■ Task brief
Print each of the entries exactly, leaving nothing out.

■ Source data

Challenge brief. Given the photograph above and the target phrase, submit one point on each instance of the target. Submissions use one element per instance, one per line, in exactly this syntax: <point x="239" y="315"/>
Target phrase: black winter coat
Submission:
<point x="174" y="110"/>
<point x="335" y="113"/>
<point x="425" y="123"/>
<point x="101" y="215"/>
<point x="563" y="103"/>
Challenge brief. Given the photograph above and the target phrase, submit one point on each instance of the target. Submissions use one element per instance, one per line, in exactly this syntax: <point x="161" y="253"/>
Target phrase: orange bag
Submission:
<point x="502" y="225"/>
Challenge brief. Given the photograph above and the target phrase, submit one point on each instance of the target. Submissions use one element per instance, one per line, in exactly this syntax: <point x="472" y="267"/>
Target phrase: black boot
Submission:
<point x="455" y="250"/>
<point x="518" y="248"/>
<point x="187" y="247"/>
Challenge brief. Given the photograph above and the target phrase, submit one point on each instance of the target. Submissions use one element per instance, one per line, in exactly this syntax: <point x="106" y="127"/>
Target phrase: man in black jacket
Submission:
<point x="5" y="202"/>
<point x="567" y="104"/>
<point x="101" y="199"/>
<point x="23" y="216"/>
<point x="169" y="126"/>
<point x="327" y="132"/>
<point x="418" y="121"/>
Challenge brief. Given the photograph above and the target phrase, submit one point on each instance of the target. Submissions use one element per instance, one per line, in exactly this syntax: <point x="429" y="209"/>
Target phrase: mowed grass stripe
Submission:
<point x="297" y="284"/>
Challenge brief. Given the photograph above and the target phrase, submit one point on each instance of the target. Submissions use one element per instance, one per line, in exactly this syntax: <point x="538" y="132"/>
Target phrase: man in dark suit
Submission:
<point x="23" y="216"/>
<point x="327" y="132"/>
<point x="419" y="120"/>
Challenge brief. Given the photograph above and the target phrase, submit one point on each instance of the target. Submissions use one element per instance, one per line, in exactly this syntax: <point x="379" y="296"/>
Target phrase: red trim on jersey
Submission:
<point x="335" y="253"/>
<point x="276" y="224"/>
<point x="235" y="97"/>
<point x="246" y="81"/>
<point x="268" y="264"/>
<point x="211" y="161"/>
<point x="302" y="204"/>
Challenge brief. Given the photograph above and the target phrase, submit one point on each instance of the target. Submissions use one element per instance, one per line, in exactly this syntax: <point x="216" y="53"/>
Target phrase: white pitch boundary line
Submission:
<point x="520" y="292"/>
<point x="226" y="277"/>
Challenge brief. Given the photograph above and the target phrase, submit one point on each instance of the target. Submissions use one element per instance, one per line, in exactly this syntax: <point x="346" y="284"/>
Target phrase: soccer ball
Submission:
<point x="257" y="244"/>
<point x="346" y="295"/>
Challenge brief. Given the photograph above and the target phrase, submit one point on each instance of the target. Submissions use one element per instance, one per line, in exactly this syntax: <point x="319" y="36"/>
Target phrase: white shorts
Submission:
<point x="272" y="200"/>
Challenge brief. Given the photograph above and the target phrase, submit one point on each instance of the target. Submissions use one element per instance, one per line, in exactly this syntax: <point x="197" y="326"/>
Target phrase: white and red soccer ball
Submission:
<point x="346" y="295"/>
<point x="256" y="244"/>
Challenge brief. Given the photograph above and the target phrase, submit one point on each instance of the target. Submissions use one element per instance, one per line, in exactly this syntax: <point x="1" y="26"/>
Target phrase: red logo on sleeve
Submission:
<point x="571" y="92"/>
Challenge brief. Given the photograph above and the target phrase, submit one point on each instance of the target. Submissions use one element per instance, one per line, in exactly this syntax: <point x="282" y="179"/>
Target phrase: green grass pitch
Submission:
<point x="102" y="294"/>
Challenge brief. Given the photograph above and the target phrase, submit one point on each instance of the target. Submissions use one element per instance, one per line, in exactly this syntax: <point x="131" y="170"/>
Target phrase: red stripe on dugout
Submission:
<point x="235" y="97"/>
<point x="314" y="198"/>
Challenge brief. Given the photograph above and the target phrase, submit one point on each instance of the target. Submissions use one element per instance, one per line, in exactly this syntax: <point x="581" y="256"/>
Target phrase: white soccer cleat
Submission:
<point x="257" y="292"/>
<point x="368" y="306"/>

■ Task result
Challenge brief. Given the photograph above and the target phrase, submit one point on each instance of the target. Submissions use one element per instance, one per line, in exactly this syntax: <point x="239" y="315"/>
Target phrase: black winter coat
Submission:
<point x="174" y="110"/>
<point x="335" y="113"/>
<point x="425" y="123"/>
<point x="101" y="215"/>
<point x="563" y="103"/>
Challenge brief. Given the photograph above and the target phrase, submit one point on each instance of the target. Submissions use one element per instance, one per line, in exactly this syntax: <point x="161" y="253"/>
Target phrase: orange bag
Submission:
<point x="502" y="225"/>
Challenge brief. Given the photograph above and the target phrase, submit one point on each instance of the target. Submissions use one element per instance, one per line, in exactly this syntax: <point x="472" y="267"/>
Target phrase: black boot
Submission:
<point x="455" y="250"/>
<point x="518" y="248"/>
<point x="187" y="247"/>
Challenge brief. Given the photograph above and the target phrase, submit one point on each instance of the target. Submissions use one element per instance, one per line, in exactly this syntax: <point x="106" y="127"/>
Target phrase: man in black jacket
Submission:
<point x="5" y="202"/>
<point x="567" y="104"/>
<point x="101" y="199"/>
<point x="23" y="216"/>
<point x="169" y="126"/>
<point x="327" y="132"/>
<point x="418" y="121"/>
Challenge brief. Given the photograph above and the target phrase, submit one point on each instance of the target. Submissions use one element per instance, one per line, in exactly this syntax: <point x="429" y="209"/>
Target phrase: mowed grass stripe
Submission:
<point x="297" y="284"/>
Challenge brief. Given the photograph above and the target phrase, submit one point on each instance of the target. Submissions use one element per instance, one per line, in exactly this syntax: <point x="538" y="132"/>
Target phrase: man in dark suit
Submission:
<point x="23" y="216"/>
<point x="327" y="132"/>
<point x="419" y="120"/>
Challenge brief. Given the photograph above and the target phrase, submit one point on each instance of the target. Submissions use one element per instance, one per line, in exactly this syntax: <point x="379" y="296"/>
Target phrase: red trim on jersey
Submission:
<point x="335" y="253"/>
<point x="276" y="224"/>
<point x="235" y="97"/>
<point x="246" y="81"/>
<point x="268" y="264"/>
<point x="211" y="161"/>
<point x="302" y="204"/>
Challenge brief. Given the photograph above and the target phrase, submit one point on each instance of the target. Submissions use one element per instance, one per line, in exactly this syntax: <point x="216" y="53"/>
Target phrase: white pitch boundary line
Submission:
<point x="520" y="292"/>
<point x="226" y="277"/>
Challenge brief. Given the photograph above and the target phrase, submit one point on each instance of the target. Submissions use one element per instance, one per line, in exactly this syntax: <point x="346" y="284"/>
Target phrase: soccer ball
Submission:
<point x="257" y="244"/>
<point x="346" y="295"/>
Challenge brief. Given the photograph above and the target phrase, submit one point on each instance of the target. Submissions use one element per instance, one per line, in exactly this syntax: <point x="319" y="36"/>
Target phrase: white shorts
Submission:
<point x="272" y="200"/>
Challenge brief. Given the photograph above and the target phrase, submit one point on each instance of the target. Submissions use one element per instance, one per line, in exactly this syntax: <point x="197" y="326"/>
Target phrase: white and red soccer ball
Submission:
<point x="346" y="295"/>
<point x="256" y="244"/>
Challenge brief. Given the photograph above and the target phrase, submit one point on each instance of the target. Submissions use one element per instance, one per line, in exactly this syntax: <point x="1" y="26"/>
Target phrase: red logo on sleeve
Submission:
<point x="571" y="92"/>
Challenge brief. Given the photograph above and the target phrase, submit one point on each instance of the target. Submissions use one element per instance, one per line, in exactly this syntax: <point x="282" y="179"/>
Target phrase: green grass pitch
Submission:
<point x="102" y="294"/>
Challenge brief. Given the photograph above and the target phrase, submit one point on each instance of the target. Submissions use one element per instance, one per line, in exactly this syntax: <point x="131" y="170"/>
Target phrase: red stripe on dugout
Submission:
<point x="235" y="97"/>
<point x="314" y="198"/>
Challenge brief. Given the photograph above and the target phrase, submit one point on each instance of the target. Submissions use one element per instance, one per line, in exactly this syntax: <point x="581" y="256"/>
Target phrase: white soccer cleat
Submission:
<point x="257" y="292"/>
<point x="368" y="306"/>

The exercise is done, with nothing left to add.